-- START Data lines --

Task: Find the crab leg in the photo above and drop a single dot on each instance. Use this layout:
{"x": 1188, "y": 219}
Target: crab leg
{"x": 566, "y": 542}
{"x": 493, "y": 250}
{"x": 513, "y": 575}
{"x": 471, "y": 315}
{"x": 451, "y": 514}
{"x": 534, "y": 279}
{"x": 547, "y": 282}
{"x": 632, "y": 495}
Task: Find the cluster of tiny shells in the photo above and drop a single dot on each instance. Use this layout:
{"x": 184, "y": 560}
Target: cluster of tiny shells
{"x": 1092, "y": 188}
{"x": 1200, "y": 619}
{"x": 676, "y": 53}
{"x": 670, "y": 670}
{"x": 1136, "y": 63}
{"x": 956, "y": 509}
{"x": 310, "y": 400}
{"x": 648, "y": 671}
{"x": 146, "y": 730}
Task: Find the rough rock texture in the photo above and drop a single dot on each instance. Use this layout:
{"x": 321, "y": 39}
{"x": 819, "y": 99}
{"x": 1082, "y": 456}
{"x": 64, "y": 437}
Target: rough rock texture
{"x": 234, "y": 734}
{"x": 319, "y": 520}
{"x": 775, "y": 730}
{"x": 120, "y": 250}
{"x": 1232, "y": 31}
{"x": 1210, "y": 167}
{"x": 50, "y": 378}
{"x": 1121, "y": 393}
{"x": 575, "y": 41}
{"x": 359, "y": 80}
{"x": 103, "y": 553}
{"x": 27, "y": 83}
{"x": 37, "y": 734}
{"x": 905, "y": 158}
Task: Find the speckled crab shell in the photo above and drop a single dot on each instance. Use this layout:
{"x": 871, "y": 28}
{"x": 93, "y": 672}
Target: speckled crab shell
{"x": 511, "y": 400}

-- END Data lines --

_What this task involves_: Please rewrite all the records above, replacing "drop a single dot" with "place one point" and leaving everything else unchanged.

_Reply to the task_:
Task: Find the crab leg in the photo above and place one point on each instance. Use this layout:
{"x": 1188, "y": 219}
Target: crab leg
{"x": 566, "y": 542}
{"x": 493, "y": 250}
{"x": 513, "y": 575}
{"x": 471, "y": 315}
{"x": 451, "y": 514}
{"x": 534, "y": 279}
{"x": 547, "y": 282}
{"x": 632, "y": 495}
Task: Find the cluster of tiny shells in the photo above and place one point on each instance. Use this layout:
{"x": 184, "y": 560}
Target: cluster of tiny shells
{"x": 1092, "y": 188}
{"x": 1200, "y": 619}
{"x": 676, "y": 53}
{"x": 670, "y": 670}
{"x": 1136, "y": 63}
{"x": 956, "y": 509}
{"x": 310, "y": 400}
{"x": 648, "y": 671}
{"x": 146, "y": 730}
Task: Find the rough rock texture in the photo above and place one point on each instance. Use this layout:
{"x": 321, "y": 39}
{"x": 819, "y": 99}
{"x": 1082, "y": 456}
{"x": 64, "y": 437}
Target: rough rock texture
{"x": 234, "y": 734}
{"x": 319, "y": 520}
{"x": 775, "y": 730}
{"x": 120, "y": 250}
{"x": 1232, "y": 31}
{"x": 1210, "y": 167}
{"x": 50, "y": 378}
{"x": 1121, "y": 393}
{"x": 575, "y": 41}
{"x": 359, "y": 80}
{"x": 103, "y": 553}
{"x": 27, "y": 83}
{"x": 37, "y": 734}
{"x": 905, "y": 158}
Task: Find the speckled crab shell in the photo above and place one point on each instance. Use this layout:
{"x": 871, "y": 28}
{"x": 93, "y": 672}
Target: speckled crab shell
{"x": 511, "y": 400}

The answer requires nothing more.